======== Passage shown
It tells the story of bus driver Tonya (Ksenia Rappoport), who lives in a small town near Nalchik in the Caucasus. She is waiting for the return of her only son who was hired by a private military contractor to fight in Syria. When she is told that her son is dead, she refuses to believe it. Suddenly a strange man appears at Tonya’s house with the words “Mama, I'm home.” His passport shows that he’s Tonya’s missing son, but she can’t accept him. Rappoport — well-known to Italian movie goers for her roles in films by Giuseppe Tornatore and Maria Sole Tognazzi — gives a stellar performance as a woman who refuses to accept what she cannot and chooses to fight instead.
Yuri Borisov, who plays the strange young man, has been in almost every nominated film this year. In addition to performing in two Cannes winners – “Petrov’s Flu” and “Compartment No. 6. — he plays the leading role in “Captain Volkonogov Escaped,” which was selected for the main competition at the Venice Festival.
================
» **Task set**
- 1) Summarize the passage about the film starring Ksenia Rappoport in two sentences.
- 2) Write a continuation of the passage about the film starring Ksenia Rappoport, beginning after its last sentence.
The lines after this point have nothing to do with the film passage.
======== Data section
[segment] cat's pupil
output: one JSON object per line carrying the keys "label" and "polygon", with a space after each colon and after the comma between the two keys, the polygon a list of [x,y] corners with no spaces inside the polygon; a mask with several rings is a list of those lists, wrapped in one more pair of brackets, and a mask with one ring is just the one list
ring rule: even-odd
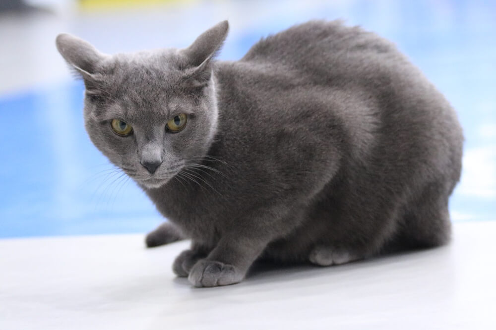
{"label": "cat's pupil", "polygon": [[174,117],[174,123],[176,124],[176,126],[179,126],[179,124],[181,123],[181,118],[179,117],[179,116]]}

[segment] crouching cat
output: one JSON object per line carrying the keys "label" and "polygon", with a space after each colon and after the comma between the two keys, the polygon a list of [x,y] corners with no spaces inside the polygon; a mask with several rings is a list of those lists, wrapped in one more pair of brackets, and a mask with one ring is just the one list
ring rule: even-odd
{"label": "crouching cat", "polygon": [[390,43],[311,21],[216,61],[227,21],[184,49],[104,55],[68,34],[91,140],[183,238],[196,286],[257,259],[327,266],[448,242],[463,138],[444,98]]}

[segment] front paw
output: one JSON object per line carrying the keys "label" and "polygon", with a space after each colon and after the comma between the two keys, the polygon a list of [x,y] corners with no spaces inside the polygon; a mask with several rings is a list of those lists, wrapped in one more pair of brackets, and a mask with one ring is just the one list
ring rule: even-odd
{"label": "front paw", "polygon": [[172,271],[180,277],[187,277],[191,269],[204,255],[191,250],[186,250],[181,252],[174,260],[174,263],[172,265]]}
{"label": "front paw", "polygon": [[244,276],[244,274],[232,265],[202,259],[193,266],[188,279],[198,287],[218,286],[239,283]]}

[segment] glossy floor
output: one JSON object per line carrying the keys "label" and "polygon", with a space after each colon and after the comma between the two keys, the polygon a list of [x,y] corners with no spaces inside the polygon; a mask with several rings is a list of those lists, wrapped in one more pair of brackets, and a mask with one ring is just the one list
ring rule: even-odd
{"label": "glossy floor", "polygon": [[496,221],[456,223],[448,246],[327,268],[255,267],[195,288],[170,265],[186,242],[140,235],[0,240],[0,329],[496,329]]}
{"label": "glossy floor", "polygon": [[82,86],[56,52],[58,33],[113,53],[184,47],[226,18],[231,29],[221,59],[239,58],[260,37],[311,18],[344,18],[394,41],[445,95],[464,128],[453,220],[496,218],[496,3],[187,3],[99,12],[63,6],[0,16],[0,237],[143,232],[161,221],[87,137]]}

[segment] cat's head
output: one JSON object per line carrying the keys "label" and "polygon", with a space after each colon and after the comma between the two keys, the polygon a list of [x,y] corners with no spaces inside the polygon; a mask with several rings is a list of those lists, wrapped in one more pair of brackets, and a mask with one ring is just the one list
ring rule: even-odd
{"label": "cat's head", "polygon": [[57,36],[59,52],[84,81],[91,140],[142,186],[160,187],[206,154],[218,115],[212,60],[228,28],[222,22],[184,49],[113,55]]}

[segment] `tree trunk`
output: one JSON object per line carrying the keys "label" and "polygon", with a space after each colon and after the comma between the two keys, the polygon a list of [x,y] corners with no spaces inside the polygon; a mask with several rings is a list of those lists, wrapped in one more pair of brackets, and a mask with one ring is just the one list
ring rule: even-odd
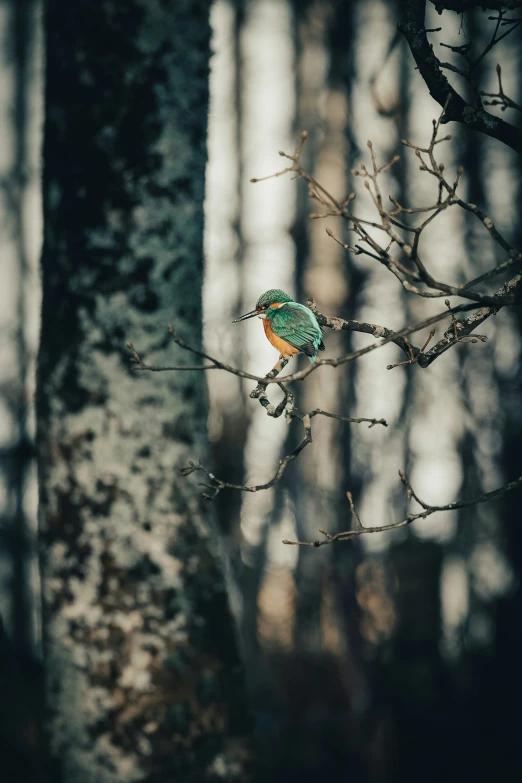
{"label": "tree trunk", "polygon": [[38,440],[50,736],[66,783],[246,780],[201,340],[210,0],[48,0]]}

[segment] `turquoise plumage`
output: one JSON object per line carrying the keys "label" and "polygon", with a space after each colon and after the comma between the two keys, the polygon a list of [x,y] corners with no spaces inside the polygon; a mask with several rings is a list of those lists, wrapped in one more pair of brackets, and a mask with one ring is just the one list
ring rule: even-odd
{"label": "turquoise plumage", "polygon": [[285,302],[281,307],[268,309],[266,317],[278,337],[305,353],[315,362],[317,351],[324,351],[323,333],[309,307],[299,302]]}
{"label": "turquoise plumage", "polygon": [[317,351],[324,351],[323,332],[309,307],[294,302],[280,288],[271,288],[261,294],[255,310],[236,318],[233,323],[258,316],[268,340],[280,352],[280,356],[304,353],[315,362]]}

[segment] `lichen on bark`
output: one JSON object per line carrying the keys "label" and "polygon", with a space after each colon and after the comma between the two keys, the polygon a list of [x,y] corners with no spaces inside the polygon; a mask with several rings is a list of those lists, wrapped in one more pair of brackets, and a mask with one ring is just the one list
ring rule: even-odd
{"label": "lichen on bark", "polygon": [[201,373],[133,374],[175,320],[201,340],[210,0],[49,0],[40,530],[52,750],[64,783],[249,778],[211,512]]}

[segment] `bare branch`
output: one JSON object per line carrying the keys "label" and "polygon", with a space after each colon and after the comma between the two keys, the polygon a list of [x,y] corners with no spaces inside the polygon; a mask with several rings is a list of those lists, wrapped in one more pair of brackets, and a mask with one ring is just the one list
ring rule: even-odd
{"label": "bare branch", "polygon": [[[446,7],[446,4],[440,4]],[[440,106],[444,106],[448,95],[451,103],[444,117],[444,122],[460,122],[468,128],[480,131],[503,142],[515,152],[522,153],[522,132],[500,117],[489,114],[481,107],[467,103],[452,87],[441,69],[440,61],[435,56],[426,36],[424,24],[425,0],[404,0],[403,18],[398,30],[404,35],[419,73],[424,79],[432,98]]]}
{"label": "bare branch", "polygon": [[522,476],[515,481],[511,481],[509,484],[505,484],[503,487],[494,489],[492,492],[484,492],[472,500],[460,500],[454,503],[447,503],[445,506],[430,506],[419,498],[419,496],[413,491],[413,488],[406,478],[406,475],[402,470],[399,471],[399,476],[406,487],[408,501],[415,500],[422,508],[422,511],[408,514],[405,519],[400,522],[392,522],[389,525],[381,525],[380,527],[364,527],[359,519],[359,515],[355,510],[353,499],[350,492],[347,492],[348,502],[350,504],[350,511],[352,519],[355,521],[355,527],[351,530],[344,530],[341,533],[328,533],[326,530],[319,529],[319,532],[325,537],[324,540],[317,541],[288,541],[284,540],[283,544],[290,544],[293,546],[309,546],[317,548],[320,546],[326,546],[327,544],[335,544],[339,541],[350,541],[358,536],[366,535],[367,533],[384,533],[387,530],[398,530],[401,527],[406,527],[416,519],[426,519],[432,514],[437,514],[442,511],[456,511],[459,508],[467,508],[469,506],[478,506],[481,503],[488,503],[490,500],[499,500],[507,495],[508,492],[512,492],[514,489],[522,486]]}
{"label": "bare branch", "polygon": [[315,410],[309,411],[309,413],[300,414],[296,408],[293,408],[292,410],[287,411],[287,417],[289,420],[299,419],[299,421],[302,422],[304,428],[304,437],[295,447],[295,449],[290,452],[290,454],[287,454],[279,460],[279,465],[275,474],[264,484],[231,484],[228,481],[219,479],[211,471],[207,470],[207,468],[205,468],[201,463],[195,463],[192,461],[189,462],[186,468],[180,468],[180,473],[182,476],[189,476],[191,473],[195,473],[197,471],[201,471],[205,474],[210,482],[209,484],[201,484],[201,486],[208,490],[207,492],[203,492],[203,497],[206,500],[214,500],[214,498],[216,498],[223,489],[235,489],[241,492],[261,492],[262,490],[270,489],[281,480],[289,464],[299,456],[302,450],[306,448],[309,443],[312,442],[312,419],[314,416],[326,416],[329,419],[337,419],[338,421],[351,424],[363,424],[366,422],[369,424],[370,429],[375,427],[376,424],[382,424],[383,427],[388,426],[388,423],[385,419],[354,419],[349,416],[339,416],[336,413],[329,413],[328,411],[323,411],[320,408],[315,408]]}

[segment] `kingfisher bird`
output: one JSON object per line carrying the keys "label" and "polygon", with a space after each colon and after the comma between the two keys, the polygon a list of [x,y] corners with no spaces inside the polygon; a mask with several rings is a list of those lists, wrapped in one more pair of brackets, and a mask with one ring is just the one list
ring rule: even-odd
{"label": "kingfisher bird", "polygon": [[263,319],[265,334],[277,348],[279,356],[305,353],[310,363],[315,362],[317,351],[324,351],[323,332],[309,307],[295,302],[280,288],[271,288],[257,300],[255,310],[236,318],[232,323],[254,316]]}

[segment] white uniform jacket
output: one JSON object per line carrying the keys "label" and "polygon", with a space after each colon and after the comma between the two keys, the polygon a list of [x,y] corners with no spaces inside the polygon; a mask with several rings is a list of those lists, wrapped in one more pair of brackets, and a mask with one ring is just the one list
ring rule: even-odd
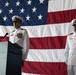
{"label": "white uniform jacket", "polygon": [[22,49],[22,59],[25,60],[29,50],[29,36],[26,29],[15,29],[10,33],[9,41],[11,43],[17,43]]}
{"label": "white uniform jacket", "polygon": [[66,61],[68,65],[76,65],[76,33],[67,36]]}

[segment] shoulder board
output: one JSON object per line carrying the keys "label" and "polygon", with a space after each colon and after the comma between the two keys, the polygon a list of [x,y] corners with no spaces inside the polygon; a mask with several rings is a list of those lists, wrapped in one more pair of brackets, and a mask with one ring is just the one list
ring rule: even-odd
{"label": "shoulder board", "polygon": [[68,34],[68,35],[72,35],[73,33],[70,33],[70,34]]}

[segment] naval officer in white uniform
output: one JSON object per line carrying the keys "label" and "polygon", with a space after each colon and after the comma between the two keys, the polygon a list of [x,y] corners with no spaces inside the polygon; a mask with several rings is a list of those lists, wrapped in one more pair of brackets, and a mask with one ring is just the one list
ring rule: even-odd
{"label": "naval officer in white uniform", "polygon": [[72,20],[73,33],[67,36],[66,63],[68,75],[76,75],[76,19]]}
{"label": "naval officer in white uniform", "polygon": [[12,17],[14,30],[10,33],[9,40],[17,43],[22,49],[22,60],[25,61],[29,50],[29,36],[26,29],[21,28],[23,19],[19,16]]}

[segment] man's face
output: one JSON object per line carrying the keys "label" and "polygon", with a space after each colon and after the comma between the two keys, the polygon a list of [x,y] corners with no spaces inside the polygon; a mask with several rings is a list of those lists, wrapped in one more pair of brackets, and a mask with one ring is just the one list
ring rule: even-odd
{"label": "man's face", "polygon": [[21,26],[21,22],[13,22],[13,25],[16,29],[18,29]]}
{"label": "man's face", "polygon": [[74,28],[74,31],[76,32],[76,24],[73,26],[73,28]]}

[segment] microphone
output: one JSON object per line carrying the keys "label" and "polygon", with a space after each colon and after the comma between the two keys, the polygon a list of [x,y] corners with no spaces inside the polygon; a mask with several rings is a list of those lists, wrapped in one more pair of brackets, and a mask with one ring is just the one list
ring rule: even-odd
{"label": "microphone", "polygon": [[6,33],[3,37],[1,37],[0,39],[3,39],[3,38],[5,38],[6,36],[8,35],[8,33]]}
================
» **Answers for this exercise**
- 1) The film follows Tonya, a bus driver near Nalchik in the Caucasus, who refuses to believe her only son is dead after he was hired by a private military contractor to fight in Syria, and who cannot accept the strange man who arrives at her house with a passport showing he is her missing son. Rappoport gives a stellar performance as Tonya, and Yuri Borisov, who plays the strange young man, has been in almost every nominated film this year.

- 2)
Directed by Natasha Merkulova and Alexei Chupov, this joint production with Estonia and France takes place in St. Petersburg at the end of the 1930s. Volkonogov, a captain of the National Security Service (NKVD) is suddenly declared a criminal, but he manages to run away before being arrested. The purpose of his escape is to complete an almost impossible mission: to find at least one of his victims and receive his forgiveness. Only then, he thinks, will he be able to go to heaven.
The brilliant costumes were created by Nadezhda Vasileva, considered one of the best costume designers in Russian cinema today. Estonian Mart Taniel was cameraman and also participated in writing the script; the film was edited by François Gédigier. The experimental music group Shortparis from St. Petersburg contributed to the soundtrack, much noteworthy for the final chord of their parody version of “Polyushko Pole.”
At a press conference, the directors said that they were not interested in making a typical historic drama but wanted to try what they called “Retro Utopia.” They wanted to draw attention to the fact that torture is still practiced in various countries around the world, and said that if after seeing the film even one person resolved not to harm another, then the directors had achieved their goal.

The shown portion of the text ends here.